### WHAT IS EXPECTED
In the DNS propagation passage below, what TTL does SendKit recommend for all DNS records?
━━ EXERCISE PASSAGE ━━
Skip to main content

What is DNS propagation?

When you add or change a DNS record, the change doesn’t take effect everywhere instantly. DNS propagation is the process of your updated records spreading across DNS servers worldwide. Until propagation completes, some servers may still have the old records (or no records at all). This is why domain verification in SendKit can sometimes take minutes to hours after you add the required DNS records.

How DNS works

DNS is a distributed system. There’s no single server that stores all DNS records. Instead, records are cached across thousands of servers worldwide in a hierarchy:
1

Your DNS provider (authoritative server)

Publishes your DNS records.
2

Root DNS servers

Delegate queries to the correct TLD servers (.com, .dev, .io, etc.).
3

TLD servers

Delegate queries to your provider’s authoritative nameservers.
4

Recursive resolvers

ISPs, Google (8.8.8.8), and Cloudflare (1.1.1.1) cache your records and serve them to end users.
5

End users and services

Applications like SendKit query recursive resolvers to look up your DNS records.
When you update a record at your DNS provider, recursive resolvers around the world still have the old record cached. They’ll keep serving the old record until the cache expires.

TTL (Time to Live)

TTL controls how long a DNS record is cached before resolvers check for updates. It’s measured in seconds.
TTLDurationPropagation speed
3005 minutesFast
36001 hourStandard
8640024 hoursSlow
When you set a TTL of 3600 (1 hour), resolvers will cache your record for up to 1 hour before checking for changes. This means changes can take up to 1 hour to propagate.
SendKit recommends a TTL of 3600 (1 hour) for all DNS records. This is a good balance between propagation speed and DNS performance.

Why propagation takes time

Several factors affect how long propagation takes:

1. Previous TTL

If your domain previously had a different record with a high TTL (e.g., 86400 — 24 hours), resolvers that cached the old record will wait for that TTL to expire before fetching the new one. The propagation time depends on the old TTL, not the new one.
━━━
━━ DATASET ━━
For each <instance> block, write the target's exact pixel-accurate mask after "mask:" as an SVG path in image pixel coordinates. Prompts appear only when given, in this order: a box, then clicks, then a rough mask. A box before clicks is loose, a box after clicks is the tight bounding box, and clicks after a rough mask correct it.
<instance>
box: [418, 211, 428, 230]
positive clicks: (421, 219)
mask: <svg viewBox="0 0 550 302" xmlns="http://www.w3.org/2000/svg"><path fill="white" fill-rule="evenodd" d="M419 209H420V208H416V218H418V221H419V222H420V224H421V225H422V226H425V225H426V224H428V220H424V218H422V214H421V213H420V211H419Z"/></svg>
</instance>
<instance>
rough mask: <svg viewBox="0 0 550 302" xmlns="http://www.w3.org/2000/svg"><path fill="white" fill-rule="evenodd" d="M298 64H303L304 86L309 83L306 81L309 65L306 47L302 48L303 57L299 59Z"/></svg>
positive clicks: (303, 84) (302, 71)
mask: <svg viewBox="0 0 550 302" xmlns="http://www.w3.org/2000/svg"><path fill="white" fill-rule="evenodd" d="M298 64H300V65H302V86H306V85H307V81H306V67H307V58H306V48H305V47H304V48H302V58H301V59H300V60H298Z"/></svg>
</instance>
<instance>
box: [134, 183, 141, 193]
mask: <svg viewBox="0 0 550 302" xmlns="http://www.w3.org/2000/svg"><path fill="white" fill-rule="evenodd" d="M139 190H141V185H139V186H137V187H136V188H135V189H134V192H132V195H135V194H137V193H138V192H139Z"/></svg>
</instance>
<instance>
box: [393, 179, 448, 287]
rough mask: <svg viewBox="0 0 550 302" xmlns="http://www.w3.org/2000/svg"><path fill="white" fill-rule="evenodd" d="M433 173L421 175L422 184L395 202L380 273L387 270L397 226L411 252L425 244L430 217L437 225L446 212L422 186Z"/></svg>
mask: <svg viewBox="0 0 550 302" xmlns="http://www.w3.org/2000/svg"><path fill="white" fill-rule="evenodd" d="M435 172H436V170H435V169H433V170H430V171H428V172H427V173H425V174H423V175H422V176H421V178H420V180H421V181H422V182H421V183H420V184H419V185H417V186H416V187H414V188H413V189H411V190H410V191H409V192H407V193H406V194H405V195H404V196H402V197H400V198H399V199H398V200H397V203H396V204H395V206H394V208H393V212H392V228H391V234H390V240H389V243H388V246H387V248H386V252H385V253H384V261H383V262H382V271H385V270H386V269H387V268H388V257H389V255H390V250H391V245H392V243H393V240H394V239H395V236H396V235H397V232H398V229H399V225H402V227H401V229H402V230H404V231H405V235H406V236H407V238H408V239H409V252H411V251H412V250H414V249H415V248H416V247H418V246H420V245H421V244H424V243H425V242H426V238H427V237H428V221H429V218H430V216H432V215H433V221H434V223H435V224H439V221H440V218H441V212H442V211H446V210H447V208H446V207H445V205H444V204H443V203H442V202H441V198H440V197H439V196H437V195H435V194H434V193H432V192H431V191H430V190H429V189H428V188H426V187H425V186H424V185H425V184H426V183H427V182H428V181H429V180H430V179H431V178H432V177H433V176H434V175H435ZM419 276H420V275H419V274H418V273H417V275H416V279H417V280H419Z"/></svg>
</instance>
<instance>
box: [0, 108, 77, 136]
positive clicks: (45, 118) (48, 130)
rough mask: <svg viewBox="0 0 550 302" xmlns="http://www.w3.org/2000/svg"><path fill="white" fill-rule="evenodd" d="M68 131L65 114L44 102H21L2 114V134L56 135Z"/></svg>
━━━
### ANSWER FOR THIS EXERCISE
A TTL of 3600 seconds (1 hour).